CONSIGNE >> D'après l'extrait sur le décret du 27 novembre 1790, qui devait prêter le serment de maintenir la Constitution ?

EXTRAIT PROPOSÉ >>
Le décret du 27 novembre 1790, dont nous venons de parler, enjoignait, sous peine de déchéance, à tous les fonctionnaires ecclésiastiques salariés par l'Etat (évêques, curés, vicaires), de prêter, dans la huitaine, le serment de maintenir de tout leur pouvoir la Constitution décrétée par l'Assemblée nationale et acceptée par le roi.

Le délai de huit jours comptait du moment de la publication du décret dans chaque localité, ou mieux de la notification de son texte aux intéressés, par l'autorité locale.

C'est dans ces dispositions qu'on procéda à la nouvelle organisation épiscopale et paroissiale. Nous donnerons quelques exemples, afin de familiariser l'esprit du lecteur avec ces essais de transformations religieuses.

Un bloc de données:
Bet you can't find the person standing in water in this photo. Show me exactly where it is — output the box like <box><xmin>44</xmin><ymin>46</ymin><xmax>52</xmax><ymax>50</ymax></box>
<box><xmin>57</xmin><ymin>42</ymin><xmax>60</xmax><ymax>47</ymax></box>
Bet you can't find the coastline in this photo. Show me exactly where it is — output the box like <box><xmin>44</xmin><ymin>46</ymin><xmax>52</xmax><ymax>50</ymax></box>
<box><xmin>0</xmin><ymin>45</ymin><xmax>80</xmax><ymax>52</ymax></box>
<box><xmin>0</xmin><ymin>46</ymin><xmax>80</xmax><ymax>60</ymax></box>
...
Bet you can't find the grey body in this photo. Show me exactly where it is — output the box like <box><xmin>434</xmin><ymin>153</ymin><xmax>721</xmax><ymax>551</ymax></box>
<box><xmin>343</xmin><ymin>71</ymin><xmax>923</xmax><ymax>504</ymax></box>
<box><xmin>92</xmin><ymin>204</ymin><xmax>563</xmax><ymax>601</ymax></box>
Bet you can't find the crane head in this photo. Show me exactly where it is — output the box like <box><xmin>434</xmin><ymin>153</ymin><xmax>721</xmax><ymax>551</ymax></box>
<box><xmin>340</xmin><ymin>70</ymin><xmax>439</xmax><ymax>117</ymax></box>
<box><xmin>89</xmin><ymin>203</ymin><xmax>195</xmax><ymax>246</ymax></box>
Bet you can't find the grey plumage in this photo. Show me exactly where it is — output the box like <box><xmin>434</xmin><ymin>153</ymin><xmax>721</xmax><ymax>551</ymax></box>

RÉPONSE FINALE >> Les fonctionnaires ecclésiastiques salariés par l'État, c'est-à-dire les évêques, les curés et les vicaires.